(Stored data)

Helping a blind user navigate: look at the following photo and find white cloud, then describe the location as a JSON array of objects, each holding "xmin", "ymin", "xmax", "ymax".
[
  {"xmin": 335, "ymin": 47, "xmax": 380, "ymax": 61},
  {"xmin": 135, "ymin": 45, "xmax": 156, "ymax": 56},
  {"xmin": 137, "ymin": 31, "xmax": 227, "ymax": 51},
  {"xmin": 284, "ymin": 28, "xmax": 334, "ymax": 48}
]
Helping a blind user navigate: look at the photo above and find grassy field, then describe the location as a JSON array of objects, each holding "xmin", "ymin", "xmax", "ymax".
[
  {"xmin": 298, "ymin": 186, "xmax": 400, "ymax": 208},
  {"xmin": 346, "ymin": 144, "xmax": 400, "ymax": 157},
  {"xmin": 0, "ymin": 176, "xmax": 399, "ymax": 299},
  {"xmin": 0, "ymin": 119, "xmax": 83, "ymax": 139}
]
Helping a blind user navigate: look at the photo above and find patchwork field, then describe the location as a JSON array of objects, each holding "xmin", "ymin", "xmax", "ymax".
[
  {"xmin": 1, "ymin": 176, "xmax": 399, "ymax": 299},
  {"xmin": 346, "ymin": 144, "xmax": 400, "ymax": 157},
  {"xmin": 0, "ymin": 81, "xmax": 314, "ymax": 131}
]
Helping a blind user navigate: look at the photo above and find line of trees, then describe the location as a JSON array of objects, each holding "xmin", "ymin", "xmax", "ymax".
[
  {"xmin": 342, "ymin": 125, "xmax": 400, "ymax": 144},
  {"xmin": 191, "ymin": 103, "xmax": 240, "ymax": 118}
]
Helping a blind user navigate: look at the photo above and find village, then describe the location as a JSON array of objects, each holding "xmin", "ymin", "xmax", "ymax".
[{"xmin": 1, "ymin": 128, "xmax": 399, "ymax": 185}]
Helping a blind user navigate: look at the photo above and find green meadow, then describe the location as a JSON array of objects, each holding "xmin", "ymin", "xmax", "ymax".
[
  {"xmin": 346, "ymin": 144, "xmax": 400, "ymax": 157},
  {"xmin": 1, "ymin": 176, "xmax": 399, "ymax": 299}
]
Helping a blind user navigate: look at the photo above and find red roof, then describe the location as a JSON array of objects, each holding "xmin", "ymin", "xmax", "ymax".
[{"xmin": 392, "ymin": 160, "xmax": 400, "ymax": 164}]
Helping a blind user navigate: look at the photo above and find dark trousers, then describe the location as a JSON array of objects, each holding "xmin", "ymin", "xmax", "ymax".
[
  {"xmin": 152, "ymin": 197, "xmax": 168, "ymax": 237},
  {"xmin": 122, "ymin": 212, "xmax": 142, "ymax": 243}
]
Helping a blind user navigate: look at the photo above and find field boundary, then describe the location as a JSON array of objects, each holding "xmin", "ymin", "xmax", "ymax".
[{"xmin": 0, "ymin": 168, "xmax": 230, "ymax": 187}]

▸ Assigned task
The entries above must be copied verbatim. Leave none out.

▸ Solution to this exercise
Helping a blind user navigate: look at the following photo and find white cloud, then describe the location as a JSON array of objects, each holding "xmin", "ymin", "xmax", "ymax".
[
  {"xmin": 335, "ymin": 47, "xmax": 380, "ymax": 61},
  {"xmin": 135, "ymin": 45, "xmax": 156, "ymax": 56},
  {"xmin": 137, "ymin": 31, "xmax": 227, "ymax": 51},
  {"xmin": 284, "ymin": 28, "xmax": 334, "ymax": 48}
]
Helping a blind user navigate: look at the photo above and find grassy field, then describe the location as a JSON array of objects, each holding "xmin", "ymin", "xmax", "ymax".
[
  {"xmin": 298, "ymin": 186, "xmax": 400, "ymax": 208},
  {"xmin": 346, "ymin": 144, "xmax": 400, "ymax": 157},
  {"xmin": 0, "ymin": 176, "xmax": 399, "ymax": 299},
  {"xmin": 0, "ymin": 119, "xmax": 83, "ymax": 139}
]
Helping a blind user navigate: look at the photo above and find patchwork field, then describe the location as a JSON array of objects, each holding "xmin", "ymin", "xmax", "ymax".
[
  {"xmin": 1, "ymin": 176, "xmax": 399, "ymax": 299},
  {"xmin": 346, "ymin": 144, "xmax": 400, "ymax": 157},
  {"xmin": 0, "ymin": 81, "xmax": 314, "ymax": 131}
]
Helping a blind user navigate: look at the photo above and find line of trees, then describe the location as a JSON array of objects, each holding "xmin", "ymin", "xmax", "ymax".
[
  {"xmin": 342, "ymin": 125, "xmax": 400, "ymax": 144},
  {"xmin": 191, "ymin": 103, "xmax": 240, "ymax": 118}
]
Helping a blind user navigate: look at the photo above and find village, then describe the location as a JSON array of objects, each holding "xmin", "ymin", "xmax", "ymax".
[{"xmin": 1, "ymin": 128, "xmax": 399, "ymax": 185}]
Helping a blind user navigate: look at the photo above and find green meadow, then describe the location as a JSON array of objects, each holding "xmin", "ymin", "xmax", "ymax".
[
  {"xmin": 346, "ymin": 144, "xmax": 400, "ymax": 157},
  {"xmin": 1, "ymin": 176, "xmax": 399, "ymax": 299}
]
Helping a blind user navigate: look at the photo above and find red roof, then describe the location as a JSON array of objects, each holding "xmin", "ymin", "xmax", "ymax".
[{"xmin": 392, "ymin": 160, "xmax": 400, "ymax": 164}]
Helping a blind user navigate: look at the photo above and find dark trousers, then describe the location as a JSON array of objects, each holding "xmin", "ymin", "xmax", "ymax".
[
  {"xmin": 152, "ymin": 197, "xmax": 168, "ymax": 237},
  {"xmin": 122, "ymin": 212, "xmax": 142, "ymax": 243}
]
Helping a blind user navigate: look at the photo above and find field boundary, then describe the location as a JSON array of objects, each holding "xmin", "ymin", "xmax", "ymax".
[{"xmin": 0, "ymin": 168, "xmax": 230, "ymax": 187}]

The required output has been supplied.